> The records
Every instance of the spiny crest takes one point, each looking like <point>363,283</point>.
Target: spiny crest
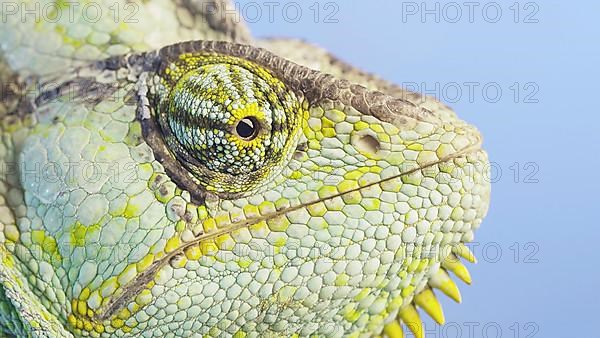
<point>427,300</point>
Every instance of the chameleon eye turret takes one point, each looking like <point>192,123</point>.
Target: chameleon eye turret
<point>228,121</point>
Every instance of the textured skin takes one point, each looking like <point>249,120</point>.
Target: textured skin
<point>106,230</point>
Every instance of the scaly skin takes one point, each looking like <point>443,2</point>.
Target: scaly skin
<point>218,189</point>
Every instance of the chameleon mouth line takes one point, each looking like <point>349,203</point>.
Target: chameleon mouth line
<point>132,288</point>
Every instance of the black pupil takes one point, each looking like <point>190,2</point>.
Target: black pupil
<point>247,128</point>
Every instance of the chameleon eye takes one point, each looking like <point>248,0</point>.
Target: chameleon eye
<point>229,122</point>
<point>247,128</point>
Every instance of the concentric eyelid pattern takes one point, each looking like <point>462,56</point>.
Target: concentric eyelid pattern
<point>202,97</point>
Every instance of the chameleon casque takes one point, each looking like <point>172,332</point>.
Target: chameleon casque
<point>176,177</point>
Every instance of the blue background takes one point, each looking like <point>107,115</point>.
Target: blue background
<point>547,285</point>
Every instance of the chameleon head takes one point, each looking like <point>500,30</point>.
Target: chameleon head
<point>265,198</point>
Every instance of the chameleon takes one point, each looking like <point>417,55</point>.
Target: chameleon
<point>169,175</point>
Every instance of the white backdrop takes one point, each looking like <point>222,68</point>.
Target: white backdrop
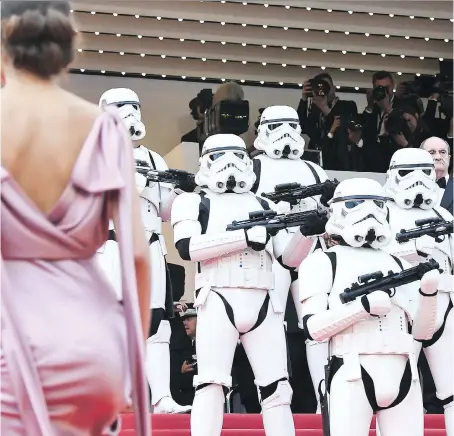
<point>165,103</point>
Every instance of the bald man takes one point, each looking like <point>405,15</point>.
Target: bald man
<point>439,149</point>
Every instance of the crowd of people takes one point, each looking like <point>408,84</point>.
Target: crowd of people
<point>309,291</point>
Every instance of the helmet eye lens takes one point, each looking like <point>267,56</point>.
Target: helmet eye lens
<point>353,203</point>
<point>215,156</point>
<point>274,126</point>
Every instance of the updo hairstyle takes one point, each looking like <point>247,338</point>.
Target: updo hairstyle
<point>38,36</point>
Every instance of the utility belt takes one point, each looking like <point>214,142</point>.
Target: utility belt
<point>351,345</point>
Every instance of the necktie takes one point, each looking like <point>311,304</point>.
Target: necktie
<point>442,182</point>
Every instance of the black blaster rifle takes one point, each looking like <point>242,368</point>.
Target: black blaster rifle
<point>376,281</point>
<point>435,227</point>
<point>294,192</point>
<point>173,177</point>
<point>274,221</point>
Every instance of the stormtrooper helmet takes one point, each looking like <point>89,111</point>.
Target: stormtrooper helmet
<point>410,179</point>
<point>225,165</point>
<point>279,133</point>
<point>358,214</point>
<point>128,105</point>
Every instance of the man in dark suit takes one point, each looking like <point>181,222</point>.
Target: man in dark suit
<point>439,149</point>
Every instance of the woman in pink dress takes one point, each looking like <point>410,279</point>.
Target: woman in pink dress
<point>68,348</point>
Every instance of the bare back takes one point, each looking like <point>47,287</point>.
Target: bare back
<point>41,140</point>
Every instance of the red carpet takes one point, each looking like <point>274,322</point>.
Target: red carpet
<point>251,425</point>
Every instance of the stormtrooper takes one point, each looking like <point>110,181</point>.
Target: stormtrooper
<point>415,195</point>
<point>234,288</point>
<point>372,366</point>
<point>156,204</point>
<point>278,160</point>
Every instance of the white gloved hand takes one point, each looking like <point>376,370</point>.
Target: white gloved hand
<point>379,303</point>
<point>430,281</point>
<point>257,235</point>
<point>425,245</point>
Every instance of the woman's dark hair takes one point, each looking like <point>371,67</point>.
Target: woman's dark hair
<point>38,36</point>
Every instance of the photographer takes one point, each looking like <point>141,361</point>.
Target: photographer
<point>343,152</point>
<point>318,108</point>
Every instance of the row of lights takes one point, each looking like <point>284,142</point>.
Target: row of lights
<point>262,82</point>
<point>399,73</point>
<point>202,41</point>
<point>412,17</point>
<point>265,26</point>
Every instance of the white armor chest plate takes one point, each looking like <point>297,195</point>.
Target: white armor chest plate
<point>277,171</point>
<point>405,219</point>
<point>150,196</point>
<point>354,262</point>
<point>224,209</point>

> Required action
An exact copy of the lines above, from the first through the line that holds "Every instance of the scaly", is what is needed; leave the pictures out.

> Your solution
Every instance of the spiny crest takes one point, each looking like <point>363,283</point>.
Target: spiny crest
<point>427,300</point>
Every instance of the chameleon eye turret takes one point, each looking like <point>192,123</point>.
Target: chameleon eye turret
<point>228,121</point>
Every instance of the textured skin takes one point, each looking like <point>249,120</point>.
Target: textured skin
<point>106,230</point>
Every instance of the scaly skin takes one point, each looking like <point>443,2</point>.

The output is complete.